(Exercise aim): Convert all of the entries below into a Markdown table with the columns Row and Line, where Row numbers each line in order and Line holds its text. Leave out any blank lines.

(Raw records)
┌────────
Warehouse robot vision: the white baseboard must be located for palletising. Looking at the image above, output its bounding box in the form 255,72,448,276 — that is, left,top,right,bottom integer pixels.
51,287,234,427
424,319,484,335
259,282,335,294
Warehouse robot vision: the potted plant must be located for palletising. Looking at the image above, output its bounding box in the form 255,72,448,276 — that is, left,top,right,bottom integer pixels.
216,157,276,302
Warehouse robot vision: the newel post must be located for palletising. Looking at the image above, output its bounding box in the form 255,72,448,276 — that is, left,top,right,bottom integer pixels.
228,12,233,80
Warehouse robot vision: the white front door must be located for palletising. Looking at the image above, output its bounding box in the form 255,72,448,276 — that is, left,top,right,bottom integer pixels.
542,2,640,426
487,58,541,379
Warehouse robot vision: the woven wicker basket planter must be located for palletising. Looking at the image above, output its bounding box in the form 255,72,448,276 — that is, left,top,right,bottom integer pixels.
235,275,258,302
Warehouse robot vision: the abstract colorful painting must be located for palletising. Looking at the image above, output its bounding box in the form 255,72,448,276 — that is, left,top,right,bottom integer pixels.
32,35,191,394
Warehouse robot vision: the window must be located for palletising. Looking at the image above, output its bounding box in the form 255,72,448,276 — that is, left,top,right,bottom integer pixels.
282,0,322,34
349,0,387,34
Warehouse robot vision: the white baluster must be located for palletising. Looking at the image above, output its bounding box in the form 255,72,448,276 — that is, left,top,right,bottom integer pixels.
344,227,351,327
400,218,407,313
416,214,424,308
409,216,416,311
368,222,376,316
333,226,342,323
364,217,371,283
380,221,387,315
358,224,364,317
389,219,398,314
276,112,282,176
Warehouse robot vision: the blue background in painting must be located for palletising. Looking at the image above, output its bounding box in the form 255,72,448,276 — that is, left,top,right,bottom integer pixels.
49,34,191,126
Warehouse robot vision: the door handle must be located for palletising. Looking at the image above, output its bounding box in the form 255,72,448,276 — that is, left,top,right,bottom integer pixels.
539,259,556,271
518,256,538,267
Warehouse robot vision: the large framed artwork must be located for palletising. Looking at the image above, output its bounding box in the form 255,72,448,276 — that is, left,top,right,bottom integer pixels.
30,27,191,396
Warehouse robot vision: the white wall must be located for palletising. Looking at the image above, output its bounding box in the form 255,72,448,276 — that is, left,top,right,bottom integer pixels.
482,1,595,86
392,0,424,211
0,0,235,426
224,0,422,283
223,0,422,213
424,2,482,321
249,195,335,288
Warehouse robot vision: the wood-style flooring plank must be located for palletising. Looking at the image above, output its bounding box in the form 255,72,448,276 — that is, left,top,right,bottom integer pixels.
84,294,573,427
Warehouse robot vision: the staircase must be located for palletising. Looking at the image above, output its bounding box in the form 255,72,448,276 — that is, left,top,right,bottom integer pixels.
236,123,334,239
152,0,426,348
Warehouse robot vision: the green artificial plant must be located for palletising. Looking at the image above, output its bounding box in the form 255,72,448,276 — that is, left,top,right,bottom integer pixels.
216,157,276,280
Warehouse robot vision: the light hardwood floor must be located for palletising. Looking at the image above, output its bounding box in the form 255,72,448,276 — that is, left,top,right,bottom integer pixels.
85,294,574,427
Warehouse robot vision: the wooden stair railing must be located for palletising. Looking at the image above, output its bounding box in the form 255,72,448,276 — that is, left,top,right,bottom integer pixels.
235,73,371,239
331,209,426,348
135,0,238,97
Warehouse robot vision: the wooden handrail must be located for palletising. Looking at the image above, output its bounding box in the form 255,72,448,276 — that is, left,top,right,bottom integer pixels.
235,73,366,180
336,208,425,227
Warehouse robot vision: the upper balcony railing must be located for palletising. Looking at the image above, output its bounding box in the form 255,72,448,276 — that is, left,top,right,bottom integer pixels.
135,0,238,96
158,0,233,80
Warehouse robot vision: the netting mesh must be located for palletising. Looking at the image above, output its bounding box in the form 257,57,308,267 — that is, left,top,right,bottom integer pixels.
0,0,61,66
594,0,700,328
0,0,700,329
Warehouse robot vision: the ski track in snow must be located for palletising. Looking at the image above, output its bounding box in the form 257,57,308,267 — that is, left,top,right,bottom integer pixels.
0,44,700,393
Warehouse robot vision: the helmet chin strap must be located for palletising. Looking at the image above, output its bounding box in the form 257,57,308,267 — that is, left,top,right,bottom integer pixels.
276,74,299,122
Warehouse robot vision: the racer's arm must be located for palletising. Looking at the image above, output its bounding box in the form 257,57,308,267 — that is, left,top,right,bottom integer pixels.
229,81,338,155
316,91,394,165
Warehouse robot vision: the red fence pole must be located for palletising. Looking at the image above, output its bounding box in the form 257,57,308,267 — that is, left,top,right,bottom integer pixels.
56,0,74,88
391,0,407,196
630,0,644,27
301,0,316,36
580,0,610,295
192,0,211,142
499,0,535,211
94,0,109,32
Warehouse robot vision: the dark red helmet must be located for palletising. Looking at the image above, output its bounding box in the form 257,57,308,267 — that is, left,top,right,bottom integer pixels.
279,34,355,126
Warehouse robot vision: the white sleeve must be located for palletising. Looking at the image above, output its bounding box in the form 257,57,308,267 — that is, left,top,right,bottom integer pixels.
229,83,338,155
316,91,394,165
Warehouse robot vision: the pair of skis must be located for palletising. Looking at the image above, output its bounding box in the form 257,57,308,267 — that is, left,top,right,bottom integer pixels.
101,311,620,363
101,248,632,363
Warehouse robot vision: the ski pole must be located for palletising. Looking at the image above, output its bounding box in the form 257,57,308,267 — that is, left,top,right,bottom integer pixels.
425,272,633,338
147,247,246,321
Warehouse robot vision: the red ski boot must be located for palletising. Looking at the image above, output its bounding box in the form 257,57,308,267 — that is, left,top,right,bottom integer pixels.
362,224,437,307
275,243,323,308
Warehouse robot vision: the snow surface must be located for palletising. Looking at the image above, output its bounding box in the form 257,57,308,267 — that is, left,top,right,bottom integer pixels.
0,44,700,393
└────────
(Answer to the exercise):
| Row | Line |
|---|---|
| 1 | Warehouse robot vision: the white baseboard must be located for palletising. Looking at the image above, output its bounding box in the form 255,72,448,276 — that is, left,top,right,bottom integer pixels. |
| 2 | 51,287,234,427 |
| 3 | 424,319,484,335 |
| 4 | 259,282,335,294 |
| 5 | Warehouse robot vision: the potted plant must be located for palletising. Looking at the image above, output its bounding box in the form 255,72,448,276 — that is, left,top,right,bottom integer pixels. |
| 6 | 216,157,276,302 |
| 7 | Warehouse robot vision: the newel post must be located for palletising. Looking at the image above, output its bounding box in the form 255,72,448,276 — that is, left,top,right,bottom integer pixels. |
| 8 | 228,12,233,80 |
| 9 | Warehouse robot vision: the white front door must be located for palletising. Looking at the image above, output its bounding box in the form 255,72,448,276 — that is, left,top,right,bottom integer pixels. |
| 10 | 542,2,640,426 |
| 11 | 487,58,541,379 |
| 12 | Warehouse robot vision: the woven wicker basket planter must be located for palletising. Looking at the image above, output its bounding box in the form 255,72,448,276 — that is, left,top,right,bottom integer pixels. |
| 13 | 235,275,258,302 |
| 14 | Warehouse robot vision: the abstract colorful painting must be located for palletising. Looking at the image above, output its bounding box in the form 255,72,448,276 — that is, left,top,right,bottom integer pixels. |
| 15 | 32,35,191,394 |
| 16 | Warehouse robot vision: the window must be located for palletising. Looking at the image above, output its bounding box in the form 255,72,448,276 — that is, left,top,right,bottom integer pixels. |
| 17 | 282,0,322,34 |
| 18 | 349,0,387,34 |
| 19 | Warehouse robot vision: the white baluster must be located for palletising. Looking at the image above, output its bounding box in the form 255,72,448,276 — that is, left,top,right,bottom integer pixels. |
| 20 | 344,227,351,327 |
| 21 | 400,218,407,313 |
| 22 | 416,214,424,308 |
| 23 | 409,216,416,311 |
| 24 | 368,222,376,316 |
| 25 | 333,226,342,323 |
| 26 | 364,217,371,283 |
| 27 | 380,221,387,315 |
| 28 | 358,224,364,317 |
| 29 | 389,219,398,314 |
| 30 | 276,112,282,176 |
| 31 | Warehouse robot vision: the blue background in painting must be located for palletising. Looking at the image above, output its bounding box in the form 255,72,448,276 — that is, left,top,right,bottom integer pixels. |
| 32 | 49,34,191,126 |
| 33 | Warehouse robot vision: the door handle must be located for palletising. Looking at the image above, output its bounding box in the form 255,72,448,276 — that is, left,top,right,bottom integer pixels. |
| 34 | 539,259,556,271 |
| 35 | 518,256,538,267 |
| 36 | Warehouse robot vision: the large framed artwork must be located for palletising. Looking at the image above, output its bounding box in the form 255,72,448,276 — that is, left,top,right,bottom integer pixels. |
| 37 | 30,27,191,396 |
| 38 | Warehouse robot vision: the white wall must be located for palletising. Looking at the image above, output its bounding box in the form 255,72,448,276 — that is, left,top,right,bottom integer pixels. |
| 39 | 482,1,595,86 |
| 40 | 392,0,424,211 |
| 41 | 0,0,235,426 |
| 42 | 224,0,422,283 |
| 43 | 223,0,422,213 |
| 44 | 424,2,482,321 |
| 45 | 249,195,335,288 |
| 46 | Warehouse robot vision: the wood-style flooring plank must be located for palletising. Looking at the image above, output its bounding box in the form 255,72,448,276 — that is, left,top,right,bottom integer pixels. |
| 47 | 84,294,573,427 |
| 48 | Warehouse robot vision: the staircase must be located for palletising. Looking at the image above, output its bounding box in the form 255,72,448,276 — that is, left,top,right,bottom integer pixels. |
| 49 | 236,123,334,239 |
| 50 | 152,0,426,348 |
| 51 | Warehouse robot vision: the green artificial plant must be located for palletising. Looking at the image above, output its bounding box in the form 255,72,448,276 — that is, left,top,right,bottom integer pixels. |
| 52 | 216,157,276,280 |
| 53 | Warehouse robot vision: the light hardwood floor must be located for palletising. Looking at the image above, output its bounding box in the form 255,72,448,276 — that is, left,top,right,bottom integer pixels. |
| 54 | 85,294,574,427 |
| 55 | Warehouse robot vision: the wooden stair railing must be located for palletising. Looking at the image above, output its bounding box in the form 255,72,448,276 — that is, left,top,right,bottom integer pixels. |
| 56 | 235,73,371,239 |
| 57 | 331,209,426,348 |
| 58 | 135,0,238,97 |
| 59 | Warehouse robot vision: the wooden handrail must be located for palletising. Looking at the image above, output its bounding box in the form 255,72,448,276 — that is, left,top,right,bottom integer pixels. |
| 60 | 235,73,366,180 |
| 61 | 336,208,425,227 |
| 62 | Warehouse robot vision: the upper balcony railing must be located for palletising. Looking at the image above, output its bounding box in the form 255,72,448,276 — that is, left,top,right,bottom integer pixels. |
| 63 | 135,0,238,96 |
| 64 | 158,0,233,80 |
| 65 | Warehouse robot vision: the netting mesh must be located for palletising. Looking at the image above, output its bounding box in the form 257,57,308,267 — that is, left,top,right,bottom integer pixels. |
| 66 | 0,0,61,66 |
| 67 | 594,0,700,328 |
| 68 | 0,0,700,329 |
| 69 | Warehouse robot vision: the ski track in snow must be located for palletising. Looking at the image above, output its bounding box in the form 257,57,308,267 — that is, left,top,right,bottom integer pixels. |
| 70 | 0,44,700,393 |
| 71 | Warehouse robot vision: the helmet chin strap must be located for palletising. Looking at the image above, output its bounding box in the form 257,57,308,267 — that is, left,top,right,bottom integer pixels. |
| 72 | 276,74,299,122 |
| 73 | Warehouse robot vision: the racer's arm must be located for palletising. Looking at the image above, output its bounding box in the form 257,57,308,267 — that is, left,top,right,bottom integer pixels. |
| 74 | 229,81,338,155 |
| 75 | 316,91,394,165 |
| 76 | Warehouse robot vision: the red fence pole must be located for palletising. Looking at the image above, output its bounding box in the form 257,57,308,267 — that is, left,top,right,bottom integer pixels. |
| 77 | 56,0,74,88 |
| 78 | 391,0,407,196 |
| 79 | 630,0,644,27 |
| 80 | 301,0,316,36 |
| 81 | 580,0,610,295 |
| 82 | 192,0,211,142 |
| 83 | 499,0,535,211 |
| 84 | 94,0,109,32 |
| 85 | Warehouse robot vision: the dark red helmet must be located for palletising. Looking at the image above, output its bounding box in the form 257,57,308,267 — that is, left,top,right,bottom integer pixels. |
| 86 | 279,34,355,126 |
| 87 | Warehouse robot vision: the white sleeve must be located for palletising. Looking at the image above, output its bounding box in the form 257,57,308,267 — that is, left,top,right,bottom integer pixels. |
| 88 | 229,83,338,155 |
| 89 | 316,91,394,165 |
| 90 | Warehouse robot vision: the pair of skis must be located for palletising. Looking at the image above, output its bounding box in the form 257,57,308,267 — that is, left,top,right,bottom integer pixels. |
| 91 | 101,311,620,363 |
| 92 | 101,248,632,363 |
| 93 | Warehouse robot vision: the ski pole must be located for palletising. Looking at the image above, output its bounding box in the form 257,57,308,267 — that is, left,top,right,bottom integer pixels. |
| 94 | 425,272,633,338 |
| 95 | 147,247,246,321 |
| 96 | Warehouse robot vision: the red ski boot must be located for palletising. Looking at the image above, output its bounding box in the form 257,57,308,267 — that is, left,top,right,bottom integer pixels. |
| 97 | 362,224,437,307 |
| 98 | 275,243,323,308 |
| 99 | Warehouse robot vision: the snow surface must be located for palletising. Looking at the image above, output its bounding box in the form 257,57,308,267 — that is, left,top,right,bottom integer pixels. |
| 100 | 0,44,700,393 |